DESCRIPTION OF THE TASK —
Tally the lines in the listing that contain the string "outline", and give only that number.

(Dataset entries)
++++++++++
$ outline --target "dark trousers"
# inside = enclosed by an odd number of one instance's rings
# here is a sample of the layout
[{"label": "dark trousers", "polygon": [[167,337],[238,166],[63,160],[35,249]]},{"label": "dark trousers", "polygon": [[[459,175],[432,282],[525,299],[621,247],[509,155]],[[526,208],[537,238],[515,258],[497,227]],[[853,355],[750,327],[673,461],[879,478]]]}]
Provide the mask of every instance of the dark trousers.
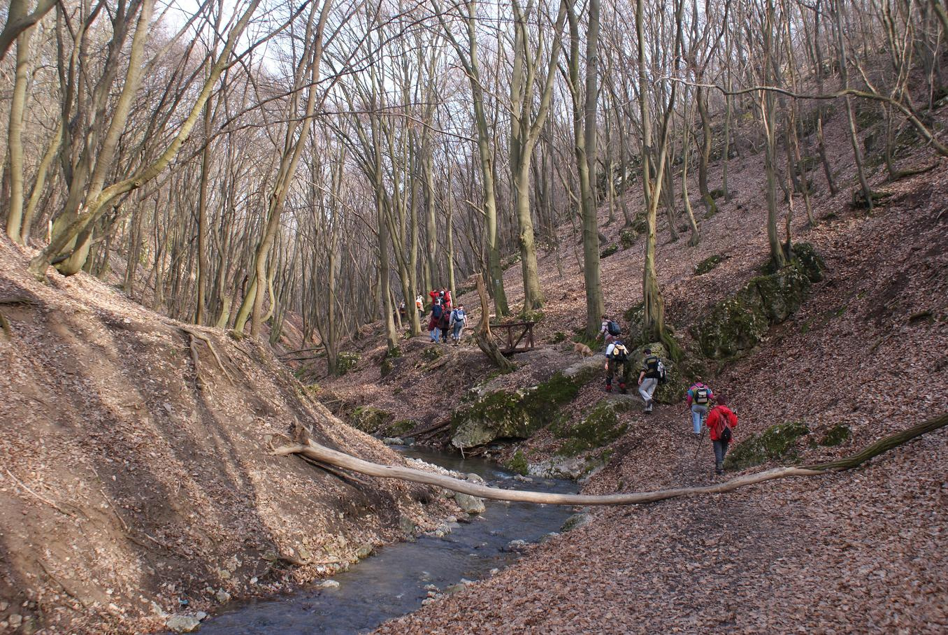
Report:
[{"label": "dark trousers", "polygon": [[619,383],[623,386],[629,383],[629,375],[632,372],[632,365],[629,363],[628,359],[624,362],[620,362],[617,359],[610,359],[609,368],[606,369],[606,386],[612,385],[612,377],[615,376],[616,371],[619,372]]},{"label": "dark trousers", "polygon": [[724,455],[727,454],[727,446],[730,444],[724,441],[713,441],[714,444],[714,466],[717,469],[724,469]]}]

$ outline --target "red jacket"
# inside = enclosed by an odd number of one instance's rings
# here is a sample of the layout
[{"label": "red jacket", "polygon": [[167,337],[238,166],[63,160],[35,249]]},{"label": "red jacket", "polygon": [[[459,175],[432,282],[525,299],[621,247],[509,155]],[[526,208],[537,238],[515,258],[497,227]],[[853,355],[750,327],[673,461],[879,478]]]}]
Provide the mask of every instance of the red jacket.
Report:
[{"label": "red jacket", "polygon": [[724,427],[725,422],[732,428],[738,426],[738,415],[727,406],[715,406],[708,412],[707,426],[711,432],[711,441],[720,439],[720,431]]}]

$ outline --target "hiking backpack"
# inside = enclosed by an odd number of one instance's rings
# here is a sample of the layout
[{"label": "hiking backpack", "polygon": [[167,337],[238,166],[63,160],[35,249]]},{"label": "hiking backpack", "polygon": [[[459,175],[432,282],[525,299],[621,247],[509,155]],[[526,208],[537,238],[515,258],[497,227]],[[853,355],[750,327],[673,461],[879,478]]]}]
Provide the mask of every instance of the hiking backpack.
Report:
[{"label": "hiking backpack", "polygon": [[629,359],[629,349],[622,342],[616,342],[612,345],[612,353],[610,356],[617,362],[624,362]]},{"label": "hiking backpack", "polygon": [[668,374],[665,370],[665,362],[661,359],[658,360],[658,383],[665,384],[668,382]]},{"label": "hiking backpack", "polygon": [[708,403],[708,390],[707,386],[702,386],[695,390],[695,403],[699,406],[706,406]]}]

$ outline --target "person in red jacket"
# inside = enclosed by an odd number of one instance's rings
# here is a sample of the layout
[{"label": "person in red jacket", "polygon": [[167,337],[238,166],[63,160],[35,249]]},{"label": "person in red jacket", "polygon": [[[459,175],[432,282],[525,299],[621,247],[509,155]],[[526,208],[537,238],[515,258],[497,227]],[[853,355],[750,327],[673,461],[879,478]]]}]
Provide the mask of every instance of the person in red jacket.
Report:
[{"label": "person in red jacket", "polygon": [[715,474],[724,473],[724,455],[731,444],[731,430],[738,426],[738,415],[727,407],[727,398],[718,395],[718,405],[708,412],[707,426],[711,432],[711,443],[714,444]]}]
++++++++++
TASK RESPONSE —
4